• What to do: Pull out every line of the items below word for word, leaving out the pictures.

• Extracted material:
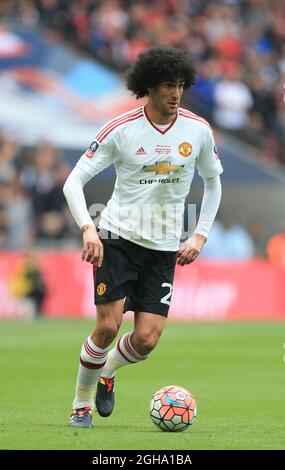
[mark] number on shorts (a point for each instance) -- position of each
(166, 298)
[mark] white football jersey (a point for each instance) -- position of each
(154, 169)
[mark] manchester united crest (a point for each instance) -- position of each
(101, 288)
(185, 149)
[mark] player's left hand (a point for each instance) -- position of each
(190, 249)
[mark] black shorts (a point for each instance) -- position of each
(142, 276)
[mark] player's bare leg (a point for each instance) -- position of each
(92, 359)
(131, 348)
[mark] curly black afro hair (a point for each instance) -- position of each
(157, 65)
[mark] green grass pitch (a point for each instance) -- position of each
(235, 371)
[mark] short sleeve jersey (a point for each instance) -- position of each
(154, 171)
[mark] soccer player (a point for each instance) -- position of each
(155, 149)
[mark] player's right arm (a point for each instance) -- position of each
(93, 161)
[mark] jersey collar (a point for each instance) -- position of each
(155, 127)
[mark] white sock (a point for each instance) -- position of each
(121, 355)
(92, 360)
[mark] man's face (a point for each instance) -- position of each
(166, 97)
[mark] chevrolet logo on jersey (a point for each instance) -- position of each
(162, 168)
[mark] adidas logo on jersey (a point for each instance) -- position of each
(141, 151)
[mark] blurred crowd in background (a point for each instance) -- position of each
(239, 47)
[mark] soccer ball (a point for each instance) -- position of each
(173, 408)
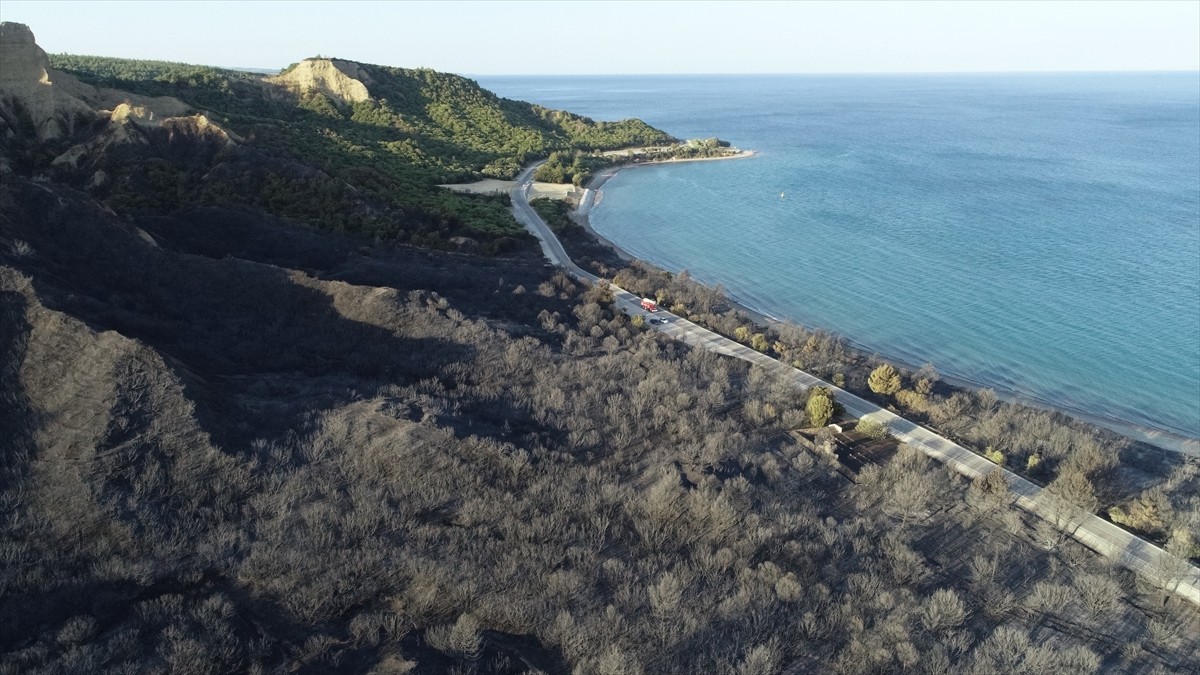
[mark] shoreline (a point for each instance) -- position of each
(1161, 438)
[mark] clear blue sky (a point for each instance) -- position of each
(634, 37)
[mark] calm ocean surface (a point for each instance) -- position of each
(1035, 233)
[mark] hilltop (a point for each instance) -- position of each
(330, 143)
(253, 419)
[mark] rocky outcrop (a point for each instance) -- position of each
(67, 117)
(29, 95)
(343, 82)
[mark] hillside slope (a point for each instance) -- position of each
(335, 144)
(228, 443)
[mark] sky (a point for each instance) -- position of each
(619, 37)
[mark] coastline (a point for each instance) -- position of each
(1159, 438)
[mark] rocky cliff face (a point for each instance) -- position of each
(343, 82)
(30, 97)
(73, 120)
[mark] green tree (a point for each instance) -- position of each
(885, 380)
(759, 342)
(820, 406)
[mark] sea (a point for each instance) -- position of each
(1038, 234)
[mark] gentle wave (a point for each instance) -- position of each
(1015, 237)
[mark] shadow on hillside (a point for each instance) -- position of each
(253, 347)
(16, 418)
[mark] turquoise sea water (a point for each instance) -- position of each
(1035, 233)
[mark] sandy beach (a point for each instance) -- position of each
(593, 196)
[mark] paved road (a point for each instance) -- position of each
(1096, 533)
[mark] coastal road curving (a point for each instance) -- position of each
(1096, 533)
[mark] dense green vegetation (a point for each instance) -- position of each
(369, 167)
(233, 444)
(556, 214)
(574, 167)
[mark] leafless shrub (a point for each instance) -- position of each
(942, 611)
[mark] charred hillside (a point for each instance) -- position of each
(232, 442)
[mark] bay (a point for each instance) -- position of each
(1033, 233)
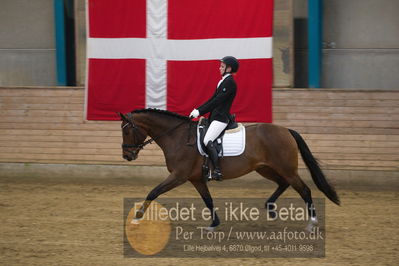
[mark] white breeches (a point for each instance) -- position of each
(214, 131)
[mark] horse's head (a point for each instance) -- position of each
(133, 137)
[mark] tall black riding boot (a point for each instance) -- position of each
(213, 155)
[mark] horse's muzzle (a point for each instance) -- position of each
(130, 157)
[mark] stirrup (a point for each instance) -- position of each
(217, 175)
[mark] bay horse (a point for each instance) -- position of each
(270, 150)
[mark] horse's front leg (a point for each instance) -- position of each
(202, 188)
(172, 181)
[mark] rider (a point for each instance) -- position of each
(219, 107)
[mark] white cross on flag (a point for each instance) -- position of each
(165, 54)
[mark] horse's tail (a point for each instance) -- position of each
(317, 174)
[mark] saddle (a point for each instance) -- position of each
(233, 137)
(203, 127)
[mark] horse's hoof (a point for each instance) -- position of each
(312, 223)
(210, 229)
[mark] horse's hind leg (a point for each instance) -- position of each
(306, 195)
(202, 189)
(282, 186)
(169, 183)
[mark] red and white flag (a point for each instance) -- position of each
(165, 54)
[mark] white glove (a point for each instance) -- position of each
(194, 113)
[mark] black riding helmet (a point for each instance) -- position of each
(232, 62)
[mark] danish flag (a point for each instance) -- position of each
(165, 54)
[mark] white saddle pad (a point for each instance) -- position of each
(233, 142)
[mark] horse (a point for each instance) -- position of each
(271, 151)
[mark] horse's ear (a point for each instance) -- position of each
(122, 117)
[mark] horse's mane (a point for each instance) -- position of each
(159, 111)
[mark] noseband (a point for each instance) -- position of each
(138, 147)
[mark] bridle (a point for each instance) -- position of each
(138, 147)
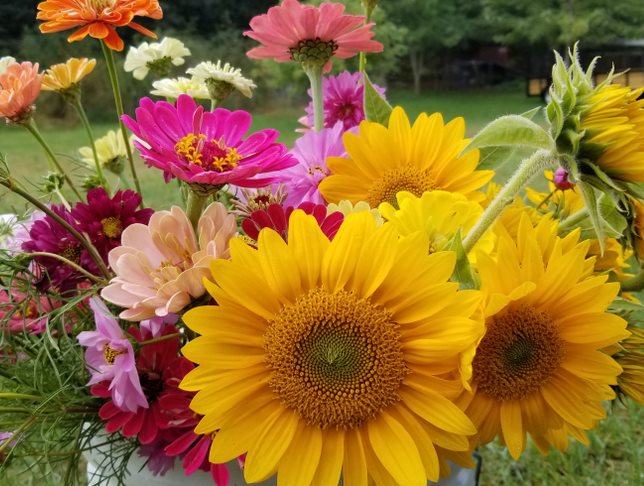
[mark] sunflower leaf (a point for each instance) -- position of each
(376, 108)
(512, 130)
(463, 273)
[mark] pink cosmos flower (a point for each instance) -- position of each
(110, 358)
(19, 87)
(343, 97)
(160, 266)
(311, 151)
(276, 217)
(206, 147)
(292, 31)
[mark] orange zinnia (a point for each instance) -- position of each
(97, 18)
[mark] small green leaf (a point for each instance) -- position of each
(512, 130)
(376, 108)
(463, 273)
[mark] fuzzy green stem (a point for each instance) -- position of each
(634, 284)
(160, 339)
(530, 167)
(88, 129)
(573, 220)
(91, 249)
(33, 129)
(118, 103)
(314, 73)
(195, 206)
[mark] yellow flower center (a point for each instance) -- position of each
(521, 350)
(110, 354)
(212, 155)
(112, 227)
(406, 178)
(334, 358)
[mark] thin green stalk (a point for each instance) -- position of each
(633, 284)
(88, 129)
(573, 220)
(118, 102)
(33, 129)
(530, 167)
(91, 249)
(314, 73)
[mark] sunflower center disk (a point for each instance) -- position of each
(335, 359)
(212, 155)
(519, 353)
(406, 178)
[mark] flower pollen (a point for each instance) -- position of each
(212, 155)
(336, 359)
(520, 352)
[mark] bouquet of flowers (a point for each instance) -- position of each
(366, 305)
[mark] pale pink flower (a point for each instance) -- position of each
(160, 266)
(293, 31)
(19, 87)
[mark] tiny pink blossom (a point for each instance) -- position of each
(110, 358)
(285, 28)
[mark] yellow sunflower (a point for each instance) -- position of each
(539, 368)
(613, 119)
(383, 161)
(327, 358)
(61, 77)
(439, 215)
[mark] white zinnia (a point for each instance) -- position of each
(140, 59)
(208, 71)
(173, 87)
(4, 63)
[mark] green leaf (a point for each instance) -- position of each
(463, 270)
(513, 130)
(376, 108)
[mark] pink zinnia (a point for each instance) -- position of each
(110, 359)
(343, 97)
(311, 151)
(304, 33)
(206, 147)
(19, 87)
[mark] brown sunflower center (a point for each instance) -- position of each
(334, 358)
(405, 178)
(520, 352)
(112, 227)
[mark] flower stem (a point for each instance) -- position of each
(634, 284)
(33, 129)
(314, 73)
(13, 187)
(530, 167)
(194, 207)
(118, 103)
(88, 129)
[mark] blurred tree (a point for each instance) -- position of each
(557, 24)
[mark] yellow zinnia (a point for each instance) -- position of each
(539, 368)
(336, 357)
(383, 161)
(61, 77)
(613, 119)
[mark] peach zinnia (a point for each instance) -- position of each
(19, 87)
(97, 18)
(305, 33)
(160, 266)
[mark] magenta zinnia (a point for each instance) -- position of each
(292, 31)
(206, 147)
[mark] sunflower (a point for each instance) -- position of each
(334, 357)
(613, 120)
(438, 214)
(539, 368)
(383, 161)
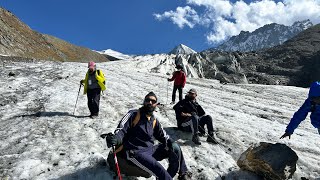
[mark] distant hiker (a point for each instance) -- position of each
(94, 83)
(191, 117)
(311, 104)
(134, 139)
(179, 78)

• Response to the exercise:
[mark] number on shorts (a point for each instance) -- position of each
(166, 298)
[mark] white football jersey (a point for each instance) -- position of each
(154, 169)
[mark] manchester united crest (a point for each instance) -- position of each
(101, 288)
(185, 149)
[mark] player's left hand (a point for each instance) -- position of each
(190, 249)
[mark] black shorts (a point for each instance) -- position of each
(142, 276)
[mark] player's bare leg (a point for each instance) -- position of each
(92, 359)
(131, 348)
[mark] curly black afro hair (a point for each instance) -- position of each
(157, 65)
[mark] green grass pitch (a point for each instance) -- position of each
(235, 371)
[mark] short sleeve jersey (a point for each instance) -- position of each
(154, 171)
[mark] soccer player (a point for each instance) -- position of each
(155, 149)
[mark] player's right arm (a point for each instance) -- position of each
(93, 161)
[mark] jersey collar (a point for each instance) -- position of each
(155, 127)
[mark] white sock (a point for each instance) -- position of each
(121, 355)
(92, 360)
[mark] man's face (a point for each instance) -- position of each
(166, 97)
[mark] chevrolet logo on jersey (a point for each instance) -- position of each
(162, 168)
[mark] adidas logo on jersey (a point for each instance) -- position of each
(141, 151)
[mark] blurred crowd in background (a point for each instance) -- position of each
(239, 47)
[mark] soccer ball (a point for each instance) -- position of each
(173, 408)
[mark] shoreline (a point for each instance) -- position of each
(1161, 438)
[mark] clear blue sky (a point for each instance) -- position of each
(634, 37)
[mark] calm ocean surface (a point for each instance) -- position of each
(1035, 233)
[mark] hilltop (a point for each instance) -- position of each
(330, 143)
(253, 419)
[mark] rocky outcrop (a point for each instance) -- position of each
(67, 117)
(29, 95)
(343, 82)
[mark] hillside slope (a point for each instance) -- position of each
(335, 144)
(228, 443)
[mark] sky (a point for each instance) -- position of each
(619, 37)
[mark] coastline (a point for each instance) -- position of each
(1159, 438)
[mark] rocky cliff face (a point for each instance) -- position of each
(343, 82)
(30, 97)
(73, 120)
[mark] green tree (a point for each instance) -- position of each
(885, 380)
(759, 342)
(820, 406)
[mark] sea (a point for each instance) -- position of each
(1038, 234)
[mark] gentle wave (a point for each instance) -- position of each
(1015, 237)
[mark] shadow on hillside (a point for each instance) -- position of each
(253, 347)
(16, 418)
[mark] turquoise sea water (a point for each instance) -- position of each
(1035, 233)
[mark] sandy beach (a point for each instance) -- position of each
(593, 196)
[mark] paved road (a point for each instance) -- position of each
(1096, 533)
[mark] coastal road curving (a point for each instance) -- position of each
(1096, 533)
[mark] dense green vegetation (a point for each instance) -- position of each
(369, 167)
(233, 444)
(556, 214)
(574, 167)
[mark] leafless shrub (a point for each instance) -- position of each
(942, 611)
[mark] charred hillside (a point for each instance) -- position of each
(232, 442)
[mark] bay (a point for each instance) -- position of each
(1033, 233)
[mark] white breeches (a point for each instance) -- position of each
(214, 131)
[mark] horse's head (a point for each instance) -- position of each
(133, 137)
[mark] tall black riding boot (a point for each instance) -- position of each
(213, 155)
[mark] horse's muzzle (a point for each instance) -- position of each
(130, 157)
[mark] stirrup (a point for each instance) -- position of each
(217, 175)
[mark] bay horse (a point for each instance) -- position of each
(270, 150)
[mark] horse's front leg (a point for each instance) -- position of each
(202, 188)
(172, 181)
[mark] rider (a point for each instance) -- position of each
(219, 107)
[mark] white cross on flag (a point for each instance) -- position of each
(165, 54)
[mark] horse's tail (a point for each instance) -- position of each
(317, 174)
[mark] saddle (a point for each instance) -- position of each
(233, 137)
(203, 127)
[mark] horse's hoof (a point for each instance) -- position of each
(312, 223)
(210, 229)
[mark] horse's hind leg (a point for each instance) -- position of each
(306, 195)
(202, 189)
(282, 186)
(169, 183)
[mark] red and white flag (a point for each instance) -- position of each
(165, 54)
[mark] white glove (a point for each instance) -- position of each
(194, 113)
[mark] black riding helmet (a point for each instance) -- position of each
(232, 62)
[mark] danish flag (a point for each instance) -- position of each
(165, 54)
[mark] white saddle pad (a point for each instance) -- position of each
(233, 142)
[mark] horse (a point for each instance) -- position of each
(271, 151)
[mark] horse's ear (a point for each instance) -- position of each
(122, 117)
[mark] horse's mane (a point for each instance) -- position of each
(159, 111)
[mark] noseband (a point for each instance) -- position of each
(138, 147)
[mark] bridle (a point for each instance) -- position of each
(138, 147)
[mark] sunflower leaf (a point for each instance) -- position of each
(376, 108)
(512, 130)
(463, 273)
[mark] pink cosmos flower (a point for each instance) -- position of each
(110, 358)
(19, 87)
(343, 97)
(160, 266)
(311, 151)
(276, 217)
(206, 147)
(292, 31)
[mark] orange zinnia (a point for each instance) -- position of each
(97, 18)
[mark] small green leaf (a point for each instance) -- position of each
(512, 130)
(376, 108)
(463, 273)
[mark] fuzzy green stem (a point for each instance) -- position of each
(634, 284)
(160, 339)
(530, 167)
(88, 129)
(573, 220)
(91, 249)
(33, 129)
(118, 103)
(314, 73)
(195, 206)
[mark] yellow flower center (a point for each instance) -- position of each
(521, 350)
(110, 354)
(212, 155)
(112, 227)
(406, 178)
(334, 358)
[mark] thin green stalk (a point for each instance) -- position of each
(633, 284)
(88, 129)
(573, 220)
(118, 102)
(33, 129)
(530, 167)
(91, 249)
(314, 73)
[mark] sunflower center disk (a point for each instance) -- position of each
(335, 359)
(212, 155)
(519, 353)
(406, 178)
[mark] flower pollen (a point for each instance) -- position of each
(212, 155)
(336, 359)
(520, 352)
[mark] bouquet of flowers (a point for each instance) -- position of each
(366, 305)
[mark] pale pink flower (a point for each instance) -- position of each
(160, 266)
(293, 31)
(19, 87)
[mark] tiny pink blossom (a point for each instance) -- position of each
(110, 358)
(285, 28)
[mark] yellow sunflower (a point for each instance) -- position of each
(539, 368)
(613, 119)
(383, 161)
(327, 358)
(61, 77)
(439, 215)
[mark] white zinnia (a point for each instance) -- position of each
(140, 59)
(208, 71)
(173, 87)
(4, 63)
[mark] green leaf (a point for each instance) -- position of each
(463, 270)
(513, 130)
(376, 108)
[mark] pink zinnia (a point for each instance) -- position of each
(110, 359)
(343, 97)
(311, 151)
(304, 33)
(206, 147)
(19, 87)
[mark] brown sunflower center (a point for each instance) -- position of each
(334, 358)
(405, 178)
(520, 352)
(112, 227)
[mark] flower stem (a point for each instance) -- position of each
(634, 284)
(33, 129)
(314, 73)
(13, 187)
(530, 167)
(194, 207)
(118, 103)
(88, 129)
[mark] blurred tree (a point for each instance) -- position of each
(557, 24)
[mark] yellow zinnia (a point for each instance) -- position of each
(539, 368)
(336, 357)
(383, 161)
(61, 77)
(613, 119)
[mark] peach zinnia (a point for each instance) -- position of each
(19, 87)
(97, 18)
(305, 33)
(160, 266)
[mark] magenta zinnia (a point for each instance) -- position of each
(292, 31)
(206, 147)
[mark] sunflower (a point for each instance) -- position of each
(334, 357)
(613, 120)
(438, 214)
(539, 368)
(383, 161)
[mark] distant hiker (a point for each instance) -- position of each
(94, 83)
(191, 117)
(311, 104)
(134, 139)
(179, 78)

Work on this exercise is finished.